STATED TASK -> Starting at the line that contains "If you could place a marker on the tied" and continuing through the end of the records below, rewrite those lines with "white root" swapped for "pale root" and everything else left as it is.

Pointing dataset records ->
• • • •

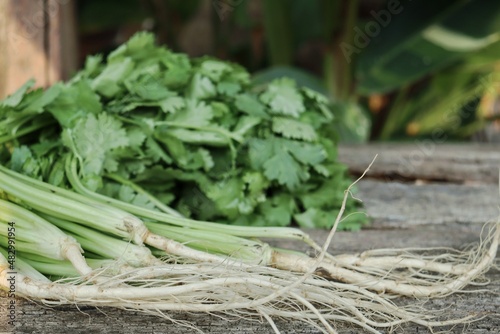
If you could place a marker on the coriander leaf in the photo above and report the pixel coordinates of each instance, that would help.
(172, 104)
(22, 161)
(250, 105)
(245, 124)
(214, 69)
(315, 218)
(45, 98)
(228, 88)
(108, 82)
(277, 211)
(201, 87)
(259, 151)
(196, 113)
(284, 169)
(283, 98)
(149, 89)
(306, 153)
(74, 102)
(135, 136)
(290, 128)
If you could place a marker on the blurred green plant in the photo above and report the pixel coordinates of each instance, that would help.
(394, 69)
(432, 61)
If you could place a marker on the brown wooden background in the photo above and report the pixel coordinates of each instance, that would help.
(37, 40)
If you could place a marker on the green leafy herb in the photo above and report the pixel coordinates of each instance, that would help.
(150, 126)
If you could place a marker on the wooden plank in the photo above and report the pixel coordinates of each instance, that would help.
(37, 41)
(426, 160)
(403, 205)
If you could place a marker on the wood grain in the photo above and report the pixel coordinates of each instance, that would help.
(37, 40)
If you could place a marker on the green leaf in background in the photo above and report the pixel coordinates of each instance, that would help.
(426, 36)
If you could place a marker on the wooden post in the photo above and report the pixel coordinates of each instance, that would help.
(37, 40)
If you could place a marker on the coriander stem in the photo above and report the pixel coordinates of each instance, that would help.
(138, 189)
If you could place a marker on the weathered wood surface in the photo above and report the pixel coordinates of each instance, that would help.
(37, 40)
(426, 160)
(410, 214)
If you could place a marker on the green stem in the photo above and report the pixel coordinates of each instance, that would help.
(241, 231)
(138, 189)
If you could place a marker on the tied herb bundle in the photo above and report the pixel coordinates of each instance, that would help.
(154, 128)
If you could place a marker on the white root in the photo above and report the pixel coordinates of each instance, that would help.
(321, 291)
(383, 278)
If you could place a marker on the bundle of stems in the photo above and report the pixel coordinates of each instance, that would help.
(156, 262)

• • • •

EXERCISE RESULT ->
If you could place a marker on the tied herb bundle in the photo above and report the pixel coordinates of each instance, that would help.
(154, 128)
If you could place a marker on the pale root in the photo above and report the pixel coordinates of each instance, that would help.
(321, 291)
(383, 278)
If you could place a marker on the bundle of stems in the photo above and report the pixel coordinates of each instance, that would help.
(156, 262)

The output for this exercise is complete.